Top of TASK INPUTS

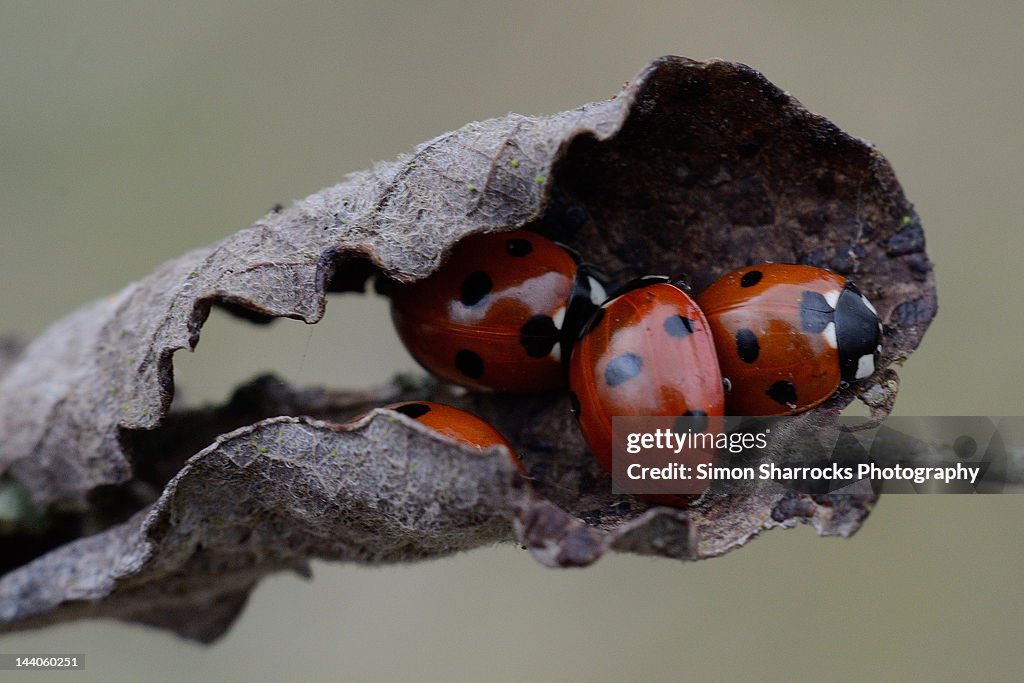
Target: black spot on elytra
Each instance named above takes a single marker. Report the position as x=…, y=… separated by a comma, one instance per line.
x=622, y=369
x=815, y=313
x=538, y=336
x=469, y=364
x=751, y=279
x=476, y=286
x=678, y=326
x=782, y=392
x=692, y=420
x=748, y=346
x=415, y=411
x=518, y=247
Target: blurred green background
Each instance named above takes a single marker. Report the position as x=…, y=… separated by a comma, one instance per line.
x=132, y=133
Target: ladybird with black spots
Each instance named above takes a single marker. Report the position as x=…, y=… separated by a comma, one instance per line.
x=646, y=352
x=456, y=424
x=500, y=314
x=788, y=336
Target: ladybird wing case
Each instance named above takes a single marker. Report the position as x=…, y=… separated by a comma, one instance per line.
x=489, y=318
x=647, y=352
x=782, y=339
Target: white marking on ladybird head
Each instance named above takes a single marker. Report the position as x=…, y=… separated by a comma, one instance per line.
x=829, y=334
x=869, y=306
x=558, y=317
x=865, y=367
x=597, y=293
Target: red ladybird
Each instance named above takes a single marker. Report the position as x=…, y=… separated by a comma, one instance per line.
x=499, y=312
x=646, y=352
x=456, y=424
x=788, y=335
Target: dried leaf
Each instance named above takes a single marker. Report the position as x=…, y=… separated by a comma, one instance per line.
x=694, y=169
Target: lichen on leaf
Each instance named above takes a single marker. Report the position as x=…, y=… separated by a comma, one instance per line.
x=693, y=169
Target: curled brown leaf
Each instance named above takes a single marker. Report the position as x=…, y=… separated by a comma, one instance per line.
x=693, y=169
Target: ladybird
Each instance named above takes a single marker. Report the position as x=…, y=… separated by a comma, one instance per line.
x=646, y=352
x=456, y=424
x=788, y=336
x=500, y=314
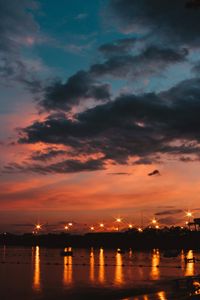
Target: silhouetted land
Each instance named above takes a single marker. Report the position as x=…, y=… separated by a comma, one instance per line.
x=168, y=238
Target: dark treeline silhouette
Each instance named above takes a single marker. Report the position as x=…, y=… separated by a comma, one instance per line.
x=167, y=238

Bottom of TASK INPUTS
Top of TASK INPUTS

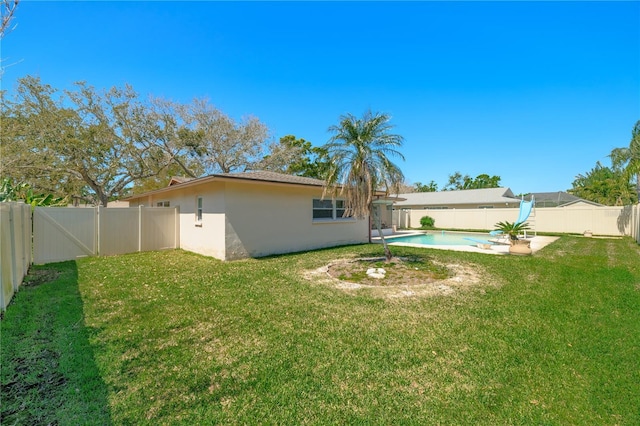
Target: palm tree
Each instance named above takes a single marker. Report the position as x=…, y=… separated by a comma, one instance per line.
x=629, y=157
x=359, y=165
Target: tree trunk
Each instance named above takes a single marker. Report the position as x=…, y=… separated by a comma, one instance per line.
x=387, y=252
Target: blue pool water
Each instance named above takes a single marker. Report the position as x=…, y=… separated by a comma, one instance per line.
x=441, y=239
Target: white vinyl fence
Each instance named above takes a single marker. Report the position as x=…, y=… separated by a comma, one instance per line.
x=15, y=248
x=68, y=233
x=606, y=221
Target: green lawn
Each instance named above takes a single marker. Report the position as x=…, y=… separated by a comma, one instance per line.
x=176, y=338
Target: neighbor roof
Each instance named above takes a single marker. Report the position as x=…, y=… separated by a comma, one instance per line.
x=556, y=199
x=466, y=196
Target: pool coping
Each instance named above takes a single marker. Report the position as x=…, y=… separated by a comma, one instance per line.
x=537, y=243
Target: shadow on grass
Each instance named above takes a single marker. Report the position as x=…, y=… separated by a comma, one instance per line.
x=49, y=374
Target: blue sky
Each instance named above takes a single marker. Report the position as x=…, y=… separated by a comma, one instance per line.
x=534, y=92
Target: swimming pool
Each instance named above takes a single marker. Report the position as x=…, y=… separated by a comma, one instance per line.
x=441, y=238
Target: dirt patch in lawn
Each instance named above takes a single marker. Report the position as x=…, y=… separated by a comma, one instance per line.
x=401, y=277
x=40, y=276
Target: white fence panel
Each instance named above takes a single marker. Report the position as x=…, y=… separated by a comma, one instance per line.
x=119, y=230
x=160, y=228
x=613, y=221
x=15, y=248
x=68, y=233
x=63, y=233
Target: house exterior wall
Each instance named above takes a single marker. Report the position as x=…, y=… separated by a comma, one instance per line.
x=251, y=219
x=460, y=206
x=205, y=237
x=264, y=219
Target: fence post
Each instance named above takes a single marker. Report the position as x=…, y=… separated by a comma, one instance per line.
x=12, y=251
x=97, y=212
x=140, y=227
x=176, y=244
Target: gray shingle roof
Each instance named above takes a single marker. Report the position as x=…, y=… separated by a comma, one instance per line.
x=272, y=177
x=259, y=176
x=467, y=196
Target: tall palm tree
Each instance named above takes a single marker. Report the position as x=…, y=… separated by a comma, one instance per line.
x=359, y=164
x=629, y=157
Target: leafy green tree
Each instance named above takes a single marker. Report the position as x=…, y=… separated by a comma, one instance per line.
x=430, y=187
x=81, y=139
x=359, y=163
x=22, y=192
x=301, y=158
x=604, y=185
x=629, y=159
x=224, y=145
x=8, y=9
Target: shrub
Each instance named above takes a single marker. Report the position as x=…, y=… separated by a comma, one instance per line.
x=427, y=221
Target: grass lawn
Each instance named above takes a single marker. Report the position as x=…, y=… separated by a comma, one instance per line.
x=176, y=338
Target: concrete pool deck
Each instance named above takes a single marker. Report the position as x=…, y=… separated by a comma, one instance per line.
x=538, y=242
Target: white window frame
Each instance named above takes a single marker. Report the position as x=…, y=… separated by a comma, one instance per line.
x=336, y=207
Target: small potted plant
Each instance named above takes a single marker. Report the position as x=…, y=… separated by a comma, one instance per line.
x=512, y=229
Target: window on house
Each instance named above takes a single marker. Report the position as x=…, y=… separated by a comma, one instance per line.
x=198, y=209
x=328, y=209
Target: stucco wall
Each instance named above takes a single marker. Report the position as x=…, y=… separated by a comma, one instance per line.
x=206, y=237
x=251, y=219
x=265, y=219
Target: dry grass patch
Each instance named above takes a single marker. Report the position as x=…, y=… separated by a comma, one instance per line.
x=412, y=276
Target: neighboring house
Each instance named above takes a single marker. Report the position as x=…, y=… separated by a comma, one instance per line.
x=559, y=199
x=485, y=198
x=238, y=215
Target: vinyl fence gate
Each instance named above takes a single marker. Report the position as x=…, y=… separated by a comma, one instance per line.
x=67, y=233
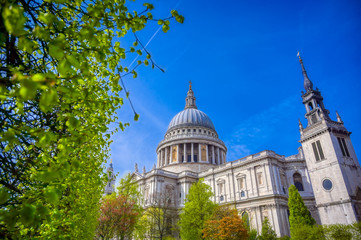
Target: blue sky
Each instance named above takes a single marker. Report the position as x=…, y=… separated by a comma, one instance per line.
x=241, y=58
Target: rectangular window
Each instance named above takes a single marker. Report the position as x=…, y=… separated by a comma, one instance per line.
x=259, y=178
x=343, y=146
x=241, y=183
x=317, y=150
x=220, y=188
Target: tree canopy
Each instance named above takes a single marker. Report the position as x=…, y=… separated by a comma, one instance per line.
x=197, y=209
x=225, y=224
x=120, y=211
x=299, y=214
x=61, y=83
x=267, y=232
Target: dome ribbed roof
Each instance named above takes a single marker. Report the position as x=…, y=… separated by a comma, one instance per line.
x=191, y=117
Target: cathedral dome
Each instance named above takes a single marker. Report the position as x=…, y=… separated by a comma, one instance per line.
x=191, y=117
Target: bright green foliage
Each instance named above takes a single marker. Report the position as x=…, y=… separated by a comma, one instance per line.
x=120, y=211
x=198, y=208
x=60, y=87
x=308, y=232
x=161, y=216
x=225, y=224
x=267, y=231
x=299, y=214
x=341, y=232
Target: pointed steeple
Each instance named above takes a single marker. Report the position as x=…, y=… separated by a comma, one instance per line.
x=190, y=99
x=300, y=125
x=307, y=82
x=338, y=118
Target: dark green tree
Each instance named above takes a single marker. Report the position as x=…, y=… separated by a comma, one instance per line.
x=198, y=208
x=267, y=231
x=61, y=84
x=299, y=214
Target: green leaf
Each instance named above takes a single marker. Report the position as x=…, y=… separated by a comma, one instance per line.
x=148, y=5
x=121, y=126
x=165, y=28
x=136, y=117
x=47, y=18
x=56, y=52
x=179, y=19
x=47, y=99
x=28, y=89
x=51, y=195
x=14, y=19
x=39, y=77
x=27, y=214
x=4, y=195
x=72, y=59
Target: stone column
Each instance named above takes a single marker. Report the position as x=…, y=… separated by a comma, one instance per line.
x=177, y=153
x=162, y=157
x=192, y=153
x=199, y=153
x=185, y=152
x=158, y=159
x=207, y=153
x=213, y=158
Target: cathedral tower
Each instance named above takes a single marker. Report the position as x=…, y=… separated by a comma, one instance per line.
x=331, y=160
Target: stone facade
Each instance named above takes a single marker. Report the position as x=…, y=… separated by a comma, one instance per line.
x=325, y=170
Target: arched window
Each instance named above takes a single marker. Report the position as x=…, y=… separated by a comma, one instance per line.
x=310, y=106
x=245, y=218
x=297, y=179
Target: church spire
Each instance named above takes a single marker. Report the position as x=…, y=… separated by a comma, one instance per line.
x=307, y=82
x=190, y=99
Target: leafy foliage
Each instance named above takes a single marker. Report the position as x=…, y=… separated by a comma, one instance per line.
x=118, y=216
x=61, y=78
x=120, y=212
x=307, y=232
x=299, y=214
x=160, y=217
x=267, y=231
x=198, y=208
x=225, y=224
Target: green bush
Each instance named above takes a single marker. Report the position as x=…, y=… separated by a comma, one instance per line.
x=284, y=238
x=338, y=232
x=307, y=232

Bottom of TASK INPUTS

__EXERCISE DESCRIPTION__
Every line of the material that holds "pool" should be copied out as the answer.

__RESULT OF THIS EXERCISE__
Target: blue pool water
Target: pool coping
Target: swimming pool
Target: concrete pool deck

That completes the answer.